── TEXT PROVIDED

Search code examples
javaconfigsphinx4

Sphinx4 configurations needed for speech to text translation


I currently am working on Sphinx4 and more specifically the TranslatorDemo. However when I run it its default dictionary and model is to only output digits. The instructions say to change the config.xml file for this particular model which I have but reading it over it is confusing to me and several attempts to change the dictionary names don't seem to work.

Here is the instructions on the page:

http://cmusphinx.sourceforge.net/sphinx4/src/apps/edu/cmu/sphinx/demo/transcriber/README.html http://cmusphinx.sourceforge.net/sphinx4/doc/ProgrammersGuide.html

This is my configuration file:

<?xml version="1.0" encoding="UTF-8"?>

<!--
   Sphinx-4 Configuration file
-->

<!-- ******************************************************** -->
<!--  an4 configuration file                             -->
<!-- ******************************************************** -->

<config>        

    <!-- ******************************************************** -->
    <!-- frequently tuned properties                              -->
    <!-- ******************************************************** --> 

    <property name="logLevel" value="WARNING"/>

    <property name="absoluteBeamWidth"  value="-1"/>
    <property name="relativeBeamWidth"  value="1E-80"/>
    <property name="wordInsertionProbability" value="1E-36"/>
    <property name="languageWeight"     value="8"/>

    <property name="frontend" value="epFrontEnd"/>
    <property name="recognizer" value="recognizer"/>
    <property name="showCreations" value="false"/>


    <!-- ******************************************************** -->
    <!-- word recognizer configuration                            -->
    <!-- ******************************************************** --> 

    <component name="recognizer" type="edu.cmu.sphinx.recognizer.Recognizer">
        <property name="decoder" value="decoder"/>
        <propertylist name="monitors">
            <item>accuracyTracker </item>
            <item>speedTracker </item>
            <item>memoryTracker </item>
        </propertylist>
   </component>

    <!-- ******************************************************** -->
    <!-- The Decoder   configuration                              -->
    <!-- ******************************************************** --> 

    <component name="decoder" type="edu.cmu.sphinx.decoder.Decoder">
        <property name="searchManager" value="searchManager"/>
    </component>

    <component name="searchManager"

────
── DATA EXTRACT

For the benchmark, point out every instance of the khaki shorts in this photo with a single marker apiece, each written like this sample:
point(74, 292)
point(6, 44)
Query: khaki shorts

────

● **EXERCISE**: Copy the part of the Sphinx4 post starting with "Search code examples" and going on through "seem to work.", with "TranslatorDemo" swapped out for "TranscriberDemo".

● **SOLUTION TO THE PROBLEM**:
Search code examples
javaconfigsphinx4

Sphinx4 configurations needed for speech to text translation


I currently am working on Sphinx4 and more specifically the TranscriberDemo. However when I run it its default dictionary and model is to only output digits. The instructions say to change the config.xml file for this particular model which I have but reading it over it is confusing to me and several attempts to change the dictionary names don't seem to work.